*** Opening of Data for processing ***
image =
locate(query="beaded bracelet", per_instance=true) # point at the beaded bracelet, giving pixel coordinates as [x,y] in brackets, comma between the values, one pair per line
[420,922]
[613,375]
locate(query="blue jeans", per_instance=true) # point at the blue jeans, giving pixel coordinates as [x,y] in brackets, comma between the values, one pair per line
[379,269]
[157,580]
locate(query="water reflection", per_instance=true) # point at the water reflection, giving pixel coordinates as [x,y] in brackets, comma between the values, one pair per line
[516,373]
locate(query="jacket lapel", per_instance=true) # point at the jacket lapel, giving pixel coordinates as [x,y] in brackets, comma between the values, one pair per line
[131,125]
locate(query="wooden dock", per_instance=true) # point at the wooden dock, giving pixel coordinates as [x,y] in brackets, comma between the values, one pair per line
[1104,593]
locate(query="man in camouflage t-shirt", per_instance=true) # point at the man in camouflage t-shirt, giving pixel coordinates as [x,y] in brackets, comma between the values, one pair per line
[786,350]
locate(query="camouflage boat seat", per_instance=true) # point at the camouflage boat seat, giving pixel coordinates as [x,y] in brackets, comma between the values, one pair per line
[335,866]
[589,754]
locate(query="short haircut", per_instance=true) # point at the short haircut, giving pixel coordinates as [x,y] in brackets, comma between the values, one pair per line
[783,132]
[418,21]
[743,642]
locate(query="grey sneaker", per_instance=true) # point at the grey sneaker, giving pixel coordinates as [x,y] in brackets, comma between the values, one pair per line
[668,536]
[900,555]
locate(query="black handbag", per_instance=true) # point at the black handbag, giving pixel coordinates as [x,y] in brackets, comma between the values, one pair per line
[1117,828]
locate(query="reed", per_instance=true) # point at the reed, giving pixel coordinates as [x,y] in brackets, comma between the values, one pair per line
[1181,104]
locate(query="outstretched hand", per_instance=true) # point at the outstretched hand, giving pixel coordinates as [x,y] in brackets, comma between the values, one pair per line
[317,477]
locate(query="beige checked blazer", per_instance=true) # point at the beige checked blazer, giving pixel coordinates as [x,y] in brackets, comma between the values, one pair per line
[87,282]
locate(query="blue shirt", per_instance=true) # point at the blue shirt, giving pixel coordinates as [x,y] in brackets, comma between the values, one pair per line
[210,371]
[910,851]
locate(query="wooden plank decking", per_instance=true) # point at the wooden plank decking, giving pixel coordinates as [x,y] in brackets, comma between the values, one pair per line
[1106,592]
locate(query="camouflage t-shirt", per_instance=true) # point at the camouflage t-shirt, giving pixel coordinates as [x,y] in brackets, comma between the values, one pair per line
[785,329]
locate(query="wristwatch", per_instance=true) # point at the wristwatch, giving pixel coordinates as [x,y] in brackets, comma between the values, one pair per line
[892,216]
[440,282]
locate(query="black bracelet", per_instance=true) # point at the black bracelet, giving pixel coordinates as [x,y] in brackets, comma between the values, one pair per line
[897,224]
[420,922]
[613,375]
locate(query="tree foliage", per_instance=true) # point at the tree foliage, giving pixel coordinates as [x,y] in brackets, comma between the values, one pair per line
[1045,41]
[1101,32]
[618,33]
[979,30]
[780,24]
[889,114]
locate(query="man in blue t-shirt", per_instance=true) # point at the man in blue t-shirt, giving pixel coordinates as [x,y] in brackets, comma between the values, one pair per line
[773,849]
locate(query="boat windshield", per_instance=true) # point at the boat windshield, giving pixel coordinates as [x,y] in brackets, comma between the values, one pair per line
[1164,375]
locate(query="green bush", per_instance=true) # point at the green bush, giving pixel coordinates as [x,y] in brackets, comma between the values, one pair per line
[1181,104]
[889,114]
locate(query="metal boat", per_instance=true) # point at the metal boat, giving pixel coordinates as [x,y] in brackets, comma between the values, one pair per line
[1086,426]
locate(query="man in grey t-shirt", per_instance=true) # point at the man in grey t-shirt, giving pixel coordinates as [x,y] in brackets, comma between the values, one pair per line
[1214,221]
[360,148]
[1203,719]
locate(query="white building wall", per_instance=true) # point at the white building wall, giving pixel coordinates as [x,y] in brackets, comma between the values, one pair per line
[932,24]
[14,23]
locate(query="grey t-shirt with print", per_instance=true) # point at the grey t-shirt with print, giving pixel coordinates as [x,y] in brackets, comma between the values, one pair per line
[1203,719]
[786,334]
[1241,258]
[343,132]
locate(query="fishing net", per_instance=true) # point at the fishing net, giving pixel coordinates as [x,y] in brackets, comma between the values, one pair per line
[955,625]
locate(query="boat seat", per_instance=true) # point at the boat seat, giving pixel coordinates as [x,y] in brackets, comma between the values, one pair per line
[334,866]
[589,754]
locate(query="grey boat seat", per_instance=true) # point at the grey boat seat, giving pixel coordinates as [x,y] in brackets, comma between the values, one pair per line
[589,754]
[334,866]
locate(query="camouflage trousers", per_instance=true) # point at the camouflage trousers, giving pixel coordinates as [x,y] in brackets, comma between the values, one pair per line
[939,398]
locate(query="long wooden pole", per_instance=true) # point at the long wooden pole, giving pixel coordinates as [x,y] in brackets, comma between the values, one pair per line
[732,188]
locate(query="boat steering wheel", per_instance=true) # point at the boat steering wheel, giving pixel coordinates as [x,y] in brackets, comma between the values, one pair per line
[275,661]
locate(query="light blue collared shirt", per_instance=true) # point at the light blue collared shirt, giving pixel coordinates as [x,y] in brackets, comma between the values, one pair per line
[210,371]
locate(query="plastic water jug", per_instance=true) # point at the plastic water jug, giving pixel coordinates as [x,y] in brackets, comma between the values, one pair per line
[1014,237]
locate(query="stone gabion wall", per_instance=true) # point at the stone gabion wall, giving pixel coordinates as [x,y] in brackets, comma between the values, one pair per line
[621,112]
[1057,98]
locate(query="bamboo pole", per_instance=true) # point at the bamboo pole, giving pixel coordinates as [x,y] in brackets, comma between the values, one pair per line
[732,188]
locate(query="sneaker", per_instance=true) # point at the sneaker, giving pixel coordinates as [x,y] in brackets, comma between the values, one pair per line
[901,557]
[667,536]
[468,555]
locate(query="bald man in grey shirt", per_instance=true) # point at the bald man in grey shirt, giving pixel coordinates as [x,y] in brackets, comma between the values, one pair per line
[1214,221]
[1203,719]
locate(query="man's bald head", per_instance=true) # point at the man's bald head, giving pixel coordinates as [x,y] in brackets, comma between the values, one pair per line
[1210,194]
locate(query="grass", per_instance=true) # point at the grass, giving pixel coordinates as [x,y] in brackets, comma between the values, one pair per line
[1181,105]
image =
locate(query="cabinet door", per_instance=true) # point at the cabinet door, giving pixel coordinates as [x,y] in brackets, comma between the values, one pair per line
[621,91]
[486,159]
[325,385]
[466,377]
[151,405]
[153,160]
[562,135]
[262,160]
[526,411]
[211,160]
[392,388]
*** Close of Data for processing ***
* _Task prompt_: An identical copy of the preceding records should be returned.

* _Response for this exercise_:
image =
locate(query="beaded bracelet", per_instance=true) # point at the beaded bracelet, giving pixel coordinates as [x,y] in brackets, comma between the values, one pair per line
[420,922]
[613,375]
locate(query="blue jeans", per_instance=true) # point at the blue jeans, giving pixel coordinates as [x,y] in brackets, comma between the values, one pair per line
[379,269]
[157,580]
locate(query="water reflection", per_instance=true) # point at the water reflection, giving pixel coordinates as [x,y] in brackets, comma between the values, one pair per line
[516,373]
locate(query="jacket lapel", per_instance=true) # point at the jacket lapel, giving pixel coordinates as [x,y] in brackets, comma between the values, one pair per line
[131,125]
locate(query="wooden dock", per_instance=true) # point at the wooden dock, giving pixel coordinates as [x,y] in brackets, comma between the values, one pair per line
[1104,593]
locate(query="man in camouflage t-shirt", per_instance=true) # point at the man in camouflage t-shirt, giving pixel coordinates as [x,y] in brackets, comma between the values, one pair per line
[786,350]
locate(query="camouflage boat seat", per_instance=true) # point at the camouflage boat seat, giving pixel coordinates as [x,y] in brackets, comma between the values, one pair per line
[335,866]
[589,754]
locate(query="short haircut", per_instance=true) # point at the short haircut, giving pixel coordinates as [x,y] in brackets, comma between the values, one pair per line
[783,132]
[418,21]
[743,642]
locate(query="grey sneaker", per_instance=true) # point at the grey sneaker, giving pixel coordinates as [x,y] in brackets, comma between the values, one pair per line
[668,536]
[900,555]
locate(query="black handbag", per_instance=true) # point at the black handbag, giving pixel coordinates as [x,y] in brackets, comma between the values, one pair per line
[1117,828]
locate(query="reed", per_instance=true) # point at the reed, giving pixel coordinates as [x,y] in brackets, comma between the values, one pair per line
[1181,104]
locate(query="outstretched hand", per_instance=true) # point at the outstretched hand, giving pixel coordinates as [x,y] in brackets, comma between the values, one pair per line
[317,477]
locate(query="beige checked blazer", per_instance=true) # point at the beige checked blazer, giving pixel coordinates as [x,y] in brackets, comma between the values, one pair per line
[87,282]
locate(query="blue shirt", per_instance=true) # point at the blue shirt, giving pixel coordinates as [x,y] in brackets, comma between the values, one pair per line
[210,371]
[910,851]
locate(query="wooden plank decking", per_instance=true) # point at the wooden plank decking, giving pixel coordinates as [x,y] in brackets, comma between the values, one pair per line
[1106,592]
locate(query="camouflage t-shirt", per_instance=true) # point at the camouflage t-shirt, giving pixel coordinates as [x,y] in brackets, comma between the values, one pair per line
[785,329]
locate(query="wristwatch", per_instance=true) # point at the wristwatch, giving pixel coordinates as [x,y] in brackets, comma between the values, one pair per line
[892,216]
[440,282]
locate(query="black bracelet", per_instance=true) # point at the black bracelet, giving pixel coordinates as [x,y] in brackets, comma between the values, one pair per line
[897,224]
[420,922]
[613,375]
locate(query="tree foliage", per_instance=true) # point at the tree foliage, giving pixel coordinates as [x,y] in brackets, comma between the values, one pair per line
[1045,41]
[1101,32]
[618,33]
[979,30]
[780,24]
[889,114]
locate(query="man in blue t-shirt", per_instance=true) # point at the man in blue t-shirt, giving pixel coordinates as [x,y] in brackets, comma between the values, one pair per line
[773,849]
locate(query="boat windshield", per_instance=true) # point at the boat windshield, giving pixel coordinates as [x,y] in brackets, comma between the values, one pair per line
[1164,375]
locate(query="green bush", per_instance=true) # point at the green bush, giving pixel coordinates as [x,y] in brackets, comma between the values, one pair per line
[1181,104]
[889,114]
locate(query="metal boat", per_instance=true) # point at the metal boat, giving pixel coordinates as [x,y] in brackets, comma between the values, one pair per line
[1086,426]
locate(query="man in grey t-shirt", per_instance=true) # point at the man in grey t-shirt, giving pixel coordinates as [x,y] in brackets, comma between the values, one pair per line
[1214,221]
[360,148]
[1203,719]
locate(query="white building wall", per_instance=true) # point at the white building wall, giving pixel coordinates as [x,y] in brackets, comma between the values, one pair per line
[932,24]
[14,23]
locate(query="grey t-shirt with print", per_instance=true) # point at the grey t-shirt with print, giving pixel coordinates as [x,y] in brackets, comma between the values, one pair per line
[1203,719]
[786,334]
[1241,258]
[343,132]
locate(query="fishing net", per_instance=true) # point at the fishing net, giving pixel coordinates as [x,y] in brackets, comma between the values, one pair per line
[955,625]
locate(query="boat seat", per_instance=true) # point at the boat seat, giving pixel coordinates as [x,y] in brackets, comma between the values, one pair per line
[334,866]
[589,754]
locate(query="grey boat seat", per_instance=true) # point at the grey boat seat, giving pixel coordinates as [x,y] in brackets, comma between the values, one pair per line
[589,754]
[334,866]
locate(query="camouflage trousers", per_instance=true) # point at the camouflage trousers, giving pixel coordinates as [x,y] in brackets, comma between the values, one pair per line
[939,398]
locate(query="long wooden pole", per_instance=true) # point at the long wooden pole, giving pixel coordinates as [x,y] in brackets, comma between the values, one pair per line
[732,188]
locate(query="boat steering wheel", per_instance=true) # point at the boat steering wheel, giving pixel coordinates as [x,y] in brackets, comma between the values, one pair per line
[275,661]
locate(query="light blue collared shirt", per_instance=true) # point at the light blue collared shirt, giving pixel coordinates as [x,y] in brackets, comma between the values, one pair per line
[210,371]
locate(query="plastic water jug", per_instance=true) # point at the plastic water jug, giving pixel coordinates as [x,y] in brackets, comma between the values, one pair per line
[1014,237]
locate(query="stone gabion wall", per_instance=true) # point at the stone gabion wall, giving pixel coordinates as [x,y] in brackets, comma between the values, one pair per line
[621,112]
[1057,98]
locate(query="bamboo pole", per_instance=true) # point at the bamboo pole, giving pixel coordinates as [x,y] in brackets, comma between the values, one pair per line
[732,188]
locate(query="sneaker", per_instance=true) # point at the sneaker, giving pixel coordinates as [x,y] in brackets, comma between the values, one pair per line
[901,557]
[667,536]
[468,555]
locate(query="bald man in grey shirt", per_instance=true) # point at the bald man in grey shirt, giving pixel coordinates as [x,y] in brackets, comma between the values, one pair per line
[1214,221]
[1203,719]
locate(query="man's bald head", per_instance=true) # point at the man's bald head, giving pixel coordinates as [x,y] in brackets, comma between the values, one pair per line
[1210,194]
locate(query="grass", per_instance=true) # point at the grass, giving pixel coordinates as [x,y] in brackets, comma between the values, one pair per line
[1181,105]
image =
locate(query="cabinet door", per_instance=true) # point at the cabinet door, giving pixel coordinates as [x,y] in brackets, comma between the values, one pair per line
[621,91]
[486,159]
[325,385]
[466,377]
[151,405]
[153,160]
[562,135]
[262,160]
[526,411]
[211,160]
[392,388]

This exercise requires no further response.